Segment Start: EXERCISE DATA

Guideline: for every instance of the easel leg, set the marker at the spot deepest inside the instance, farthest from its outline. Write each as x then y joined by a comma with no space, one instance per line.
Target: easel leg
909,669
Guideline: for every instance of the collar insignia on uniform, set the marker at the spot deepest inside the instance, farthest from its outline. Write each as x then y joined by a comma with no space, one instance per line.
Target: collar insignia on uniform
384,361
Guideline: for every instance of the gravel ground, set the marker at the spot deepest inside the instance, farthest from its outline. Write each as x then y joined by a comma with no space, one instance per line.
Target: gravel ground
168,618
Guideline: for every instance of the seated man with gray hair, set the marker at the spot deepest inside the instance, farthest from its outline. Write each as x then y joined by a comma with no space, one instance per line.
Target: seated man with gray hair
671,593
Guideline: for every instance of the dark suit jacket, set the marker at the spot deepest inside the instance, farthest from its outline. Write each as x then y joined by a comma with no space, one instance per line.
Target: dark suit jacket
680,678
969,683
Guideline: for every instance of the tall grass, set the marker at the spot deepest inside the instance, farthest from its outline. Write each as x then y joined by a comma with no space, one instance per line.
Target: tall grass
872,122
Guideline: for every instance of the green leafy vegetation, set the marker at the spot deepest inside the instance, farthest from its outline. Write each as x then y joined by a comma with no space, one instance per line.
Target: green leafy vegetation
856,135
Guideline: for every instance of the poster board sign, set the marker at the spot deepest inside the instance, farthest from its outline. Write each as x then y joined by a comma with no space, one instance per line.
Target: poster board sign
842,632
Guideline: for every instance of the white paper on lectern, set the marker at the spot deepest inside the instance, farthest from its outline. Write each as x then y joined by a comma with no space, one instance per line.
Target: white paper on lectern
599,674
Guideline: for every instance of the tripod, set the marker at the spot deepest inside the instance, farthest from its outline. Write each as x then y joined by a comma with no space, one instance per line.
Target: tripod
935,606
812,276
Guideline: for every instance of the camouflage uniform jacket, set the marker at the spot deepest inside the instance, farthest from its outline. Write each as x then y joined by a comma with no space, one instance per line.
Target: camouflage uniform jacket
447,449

Segment End: EXERCISE DATA

All of the data, from the first line to the last, should be written out exactly.

Guideline: for every instance of the easel leg, set the marker at the spot deepest inside the instance, farthest from its outline. Write each as x then y joined by a comma with no space, one instance per line.
Target: easel leg
909,669
Guideline: for every instance of the collar insignia on uniform, set the marker at the spot deepest inside the instance, farthest from its outline. Write each as x then y joined by a comma with no space, one instance per line.
Target: collar insignia on uniform
384,361
Guideline: for every instance of the gravel ground, set the marker at the spot deepest inside the instance, farthest from its outline. Write each as x then y joined by a comma with no space, one instance per line.
Target: gravel ground
168,618
Guideline: for every instance of the seated man with gray hair, set the marker at the spot deepest inside the instance, farthest from its outline. Write each as x then y joined by a comma with no space, one instance per line.
Target: seated man with gray hair
671,593
Guideline: for every instance of the dark suit jacket, set the marker at the spot deepest inside the instance, farthest from its outline. Write each as x then y joined by a comma with no space, one instance per line.
Target: dark suit jacket
680,678
969,683
Guideline: for every instance of the tall grass, set the marker at the spot deepest inside the instance, farthest from its outline. Write each as x then y joined by a comma with no space, one instance per line.
Target: tall grass
872,122
Guideline: for every instance of the green leafy vegetation, set the marker at the spot deepest inside the instance, farthest from its outline. Write each as x then y joined by a comma with no space, one instance per line.
Target: green leafy vegetation
856,135
Guideline: for every instance of the poster board sign, set the marker at the spot deepest inside the instance, farthest from its outline. Write each as x then y joined by a comma with no space, one instance per line.
Target: poster board sign
842,632
Guideline: for every instance of the white paper on lectern, set the marker at the spot deepest inside the instance, farthest from its outline. Write each as x then y joined by a comma with no space, one instance per line.
Target: white paper on lectern
599,674
Guideline: for every instance of the tripod, set the marker at the spot deepest inside the instance, farthest from its outline. Write each as x then y joined by a comma with no space, one instance per line.
Target: tripod
935,606
812,276
Guideline: for every instance of the camouflage uniform jacket, set the marker at the spot deepest inside the instance, farthest from its outline. Write each as x then y joined by a comma with no space, one instance per line.
Target: camouflage uniform jacket
447,449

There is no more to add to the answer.